Exercise instructions: Each record here should be printed again exactly; please leave its pictures out.

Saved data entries
-=-=-=-=-
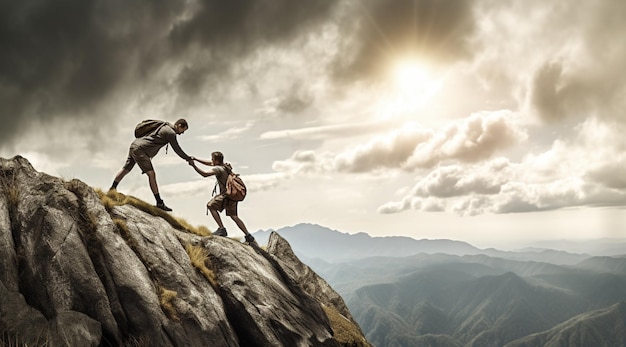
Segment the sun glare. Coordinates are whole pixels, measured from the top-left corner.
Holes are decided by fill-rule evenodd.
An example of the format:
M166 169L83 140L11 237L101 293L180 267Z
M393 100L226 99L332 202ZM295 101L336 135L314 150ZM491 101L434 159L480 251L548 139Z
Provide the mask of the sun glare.
M419 92L432 82L431 72L418 61L402 61L392 71L393 81L402 92Z
M442 79L428 64L405 59L391 65L389 81L389 94L381 100L383 107L379 117L382 119L415 116L440 89Z

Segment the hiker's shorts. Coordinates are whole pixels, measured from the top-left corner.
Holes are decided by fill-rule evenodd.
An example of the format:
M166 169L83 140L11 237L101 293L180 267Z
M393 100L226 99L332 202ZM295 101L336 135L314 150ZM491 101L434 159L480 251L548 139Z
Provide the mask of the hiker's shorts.
M225 195L216 195L206 204L206 208L209 210L216 210L222 212L226 210L227 216L237 215L237 201L227 198Z
M126 158L124 169L130 171L135 166L135 163L139 165L141 173L154 170L154 167L152 166L152 158L150 158L146 152L140 148L131 145L128 150L128 158Z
-=-=-=-=-
Worked solution:
Segment the sun glare. Coordinates are whole pixels, measured from the top-left corner.
Holes are decided by fill-rule evenodd.
An example of the format:
M166 169L83 140L11 237L101 293L180 267Z
M393 100L226 99L332 202ZM295 101L336 135L314 150ZM491 101L434 159L480 251L548 139Z
Provide the mask of the sun glare.
M419 92L432 82L431 72L418 61L402 61L392 71L393 81L402 92Z
M442 79L428 64L405 59L391 65L389 81L389 94L381 100L383 107L379 117L382 119L415 116L440 89Z

Segment the hiker's shorts. Coordinates are whole pixels, measured from the top-left corner.
Holes are decided by fill-rule evenodd.
An example of the format:
M166 169L83 140L11 237L101 293L180 267Z
M393 100L226 99L332 202ZM295 101L336 135L314 150ZM491 101L434 159L480 251L548 139Z
Provide the mask of the hiker's shorts.
M225 195L216 195L206 204L206 208L209 210L216 210L222 212L226 210L227 216L237 215L237 201L227 198Z
M126 158L124 169L130 171L135 166L135 163L139 165L141 173L154 170L154 167L152 166L152 158L150 158L146 152L140 148L131 145L128 150L128 158Z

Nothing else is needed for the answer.